→ What this exercise asks
**a.** In the occupancy grid text, what values are the grid's cells given when they are first initialized?
**b.** Quote the occupancy grid text between "So-called occupancy grids, or" and "retrieved from arxiv.org/abs/1911.07915.", inclusive.

→ Text shown
So-called occupancy grids, or probability maps, are frequently used tools for modeling the navigable environment of a mobile robot. The cells of the occupancy grid are initialized with neutral probability values, which are subsequently refined based on acquired sensor data. The problem of updating such a probability map based on a sequence of sensor measurements made from a moving platform is discussed in a preprint by Chr. Robbiano et al., “Bayesian Learning of Occupancy Grids”, retrieved from arxiv.org/abs/1911.07915.
Particularly addressing an indoor mobile robot application where the navigable environment is modeled by a two-dimensional occupancy grid, the present disclosure aims to improve the prior art techniques.
SUMMARY
One objective is to make available methods and devices for providing an occupancy grid to support the controlling of a mobile industrial robot. Another objective is to enable maintenance and successive refinement of such occupancy grid on the basis of continuing measurements by a color-depth sensor, notably a robot-mounted color-depth sensor. A particular objective is to propose efficient data processing techniques suited for use cases where RGB-D (red-green-blue plus depth, i.e., color image and depth map) measurements are available.

→ Extracted entries

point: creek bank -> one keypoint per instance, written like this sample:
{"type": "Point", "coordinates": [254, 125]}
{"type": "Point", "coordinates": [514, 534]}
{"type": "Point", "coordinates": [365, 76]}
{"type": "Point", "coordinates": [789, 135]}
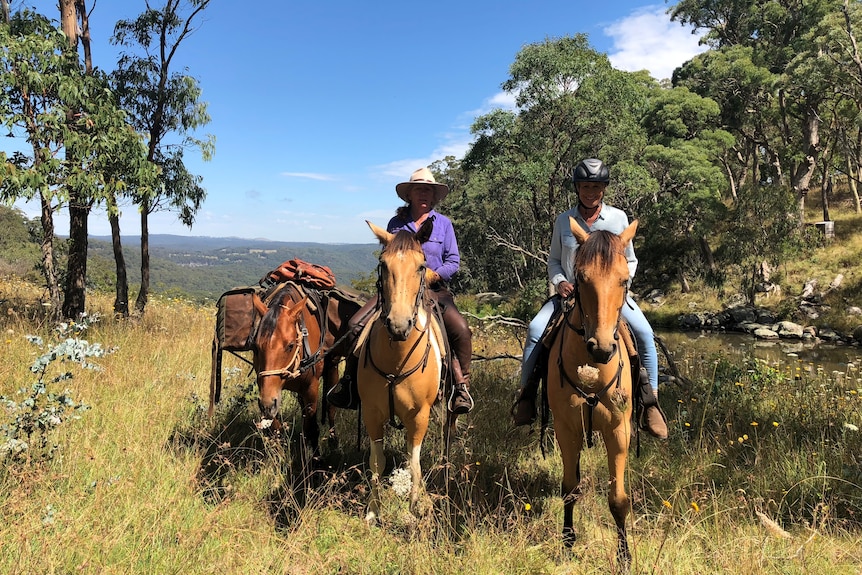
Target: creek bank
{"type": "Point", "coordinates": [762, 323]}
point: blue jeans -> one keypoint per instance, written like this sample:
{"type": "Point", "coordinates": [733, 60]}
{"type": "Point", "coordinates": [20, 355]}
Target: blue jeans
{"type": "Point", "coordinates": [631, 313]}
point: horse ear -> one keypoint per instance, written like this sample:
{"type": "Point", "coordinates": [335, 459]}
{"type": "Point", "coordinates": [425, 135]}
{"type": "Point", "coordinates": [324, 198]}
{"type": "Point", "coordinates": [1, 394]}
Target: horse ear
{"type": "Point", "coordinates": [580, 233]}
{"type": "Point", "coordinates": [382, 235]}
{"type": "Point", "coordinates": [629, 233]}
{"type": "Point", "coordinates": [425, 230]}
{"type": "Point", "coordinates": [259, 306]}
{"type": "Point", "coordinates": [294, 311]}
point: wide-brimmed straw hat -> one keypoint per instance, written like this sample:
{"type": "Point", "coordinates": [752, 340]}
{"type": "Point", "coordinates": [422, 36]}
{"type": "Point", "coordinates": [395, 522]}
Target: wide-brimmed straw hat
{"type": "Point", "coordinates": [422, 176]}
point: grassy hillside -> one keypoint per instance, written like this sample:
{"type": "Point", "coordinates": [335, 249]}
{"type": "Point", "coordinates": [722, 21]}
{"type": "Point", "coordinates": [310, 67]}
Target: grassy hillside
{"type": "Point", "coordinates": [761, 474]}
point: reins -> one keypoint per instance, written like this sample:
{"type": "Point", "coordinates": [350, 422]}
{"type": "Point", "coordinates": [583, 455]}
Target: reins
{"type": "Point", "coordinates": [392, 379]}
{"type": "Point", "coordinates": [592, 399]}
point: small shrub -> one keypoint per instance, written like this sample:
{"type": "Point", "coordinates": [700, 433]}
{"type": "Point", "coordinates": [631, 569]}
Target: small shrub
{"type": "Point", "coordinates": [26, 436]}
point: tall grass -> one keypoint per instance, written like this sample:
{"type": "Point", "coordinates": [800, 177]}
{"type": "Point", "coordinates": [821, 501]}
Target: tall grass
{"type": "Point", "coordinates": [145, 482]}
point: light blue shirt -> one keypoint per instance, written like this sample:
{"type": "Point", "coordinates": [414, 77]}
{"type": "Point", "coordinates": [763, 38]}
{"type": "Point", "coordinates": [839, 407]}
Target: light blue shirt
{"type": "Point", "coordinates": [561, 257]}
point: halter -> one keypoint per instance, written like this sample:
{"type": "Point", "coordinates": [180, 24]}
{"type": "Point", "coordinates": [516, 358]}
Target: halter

→ Outputs in order
**a.** Neutral probability values.

**b.**
So-called occupancy grids, or probability maps, are frequently used tools for modeling the navigable environment of a mobile robot. The cells of the occupancy grid are initialized with neutral probability values, which are subsequently refined based on acquired sensor data. The problem of updating such a probability map based on a sequence of sensor measurements made from a moving platform is discussed in a preprint by Chr. Robbiano et al., “Bayesian Learning of Occupancy Grids”, retrieved from arxiv.org/abs/1911.07915.